### Exercise instructions:
1. In the excerpt about Adobe's Employee Experience Group, which group has the HR IT group moved into?
2. Please write out the excerpt about Adobe's Employee Experience Group from "The HR IT group" up to and including "the office setting.".

### Extract provided:

********************

One of the key supporting elements here is one of Stoddard’s earlier creations, which is the Employee Experience Group. This group brings together elements of a traditional IT organization – whether that’s desktop support, collaboration tools or telephony – and ensures new systems and services meet business user requirements. During the past 18 months, she says the relationship between this group and the rest of the business has strengthened:

The HR IT group has now moved over into my Employee Experience Group. That's given us the opportunity to look at how we manage data across the enterprise, and we’re bringing those ideas into the HR space. The relationship has vitalized the HR IT team because they now have a broader set of resources to draw upon.

Stoddard says the Employee Experience Group has also built strong bonds with the facilities function to ensure Adobe’s offices are fit for the post-COVID age:

During the pandemic, we stopped investment in technology for our buildings because we didn't know when we were going to be coming back. And now we're back, we’re equipping the different conference rooms and work areas. So, if you want to go to a breakout room and have a conversation, we're equipping those rooms for different types of personas that we need to support within the office setting.

********************

### Data block:
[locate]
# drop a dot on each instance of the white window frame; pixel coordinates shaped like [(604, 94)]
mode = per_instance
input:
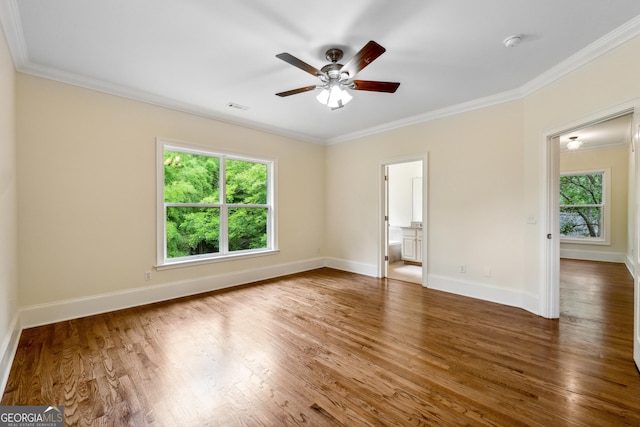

********************

### Exercise responses:
1. The HR IT group has moved into Stoddard's Employee Experience Group.

2.
The HR IT group has now moved over into my Employee Experience Group. That's given us the opportunity to look at how we manage data across the enterprise, and we’re bringing those ideas into the HR space. The relationship has vitalized the HR IT team because they now have a broader set of resources to draw upon.

Stoddard says the Employee Experience Group has also built strong bonds with the facilities function to ensure Adobe’s offices are fit for the post-COVID age:

During the pandemic, we stopped investment in technology for our buildings because we didn't know when we were going to be coming back. And now we're back, we’re equipping the different conference rooms and work areas. So, if you want to go to a breakout room and have a conversation, we're equipping those rooms for different types of personas that we need to support within the office setting.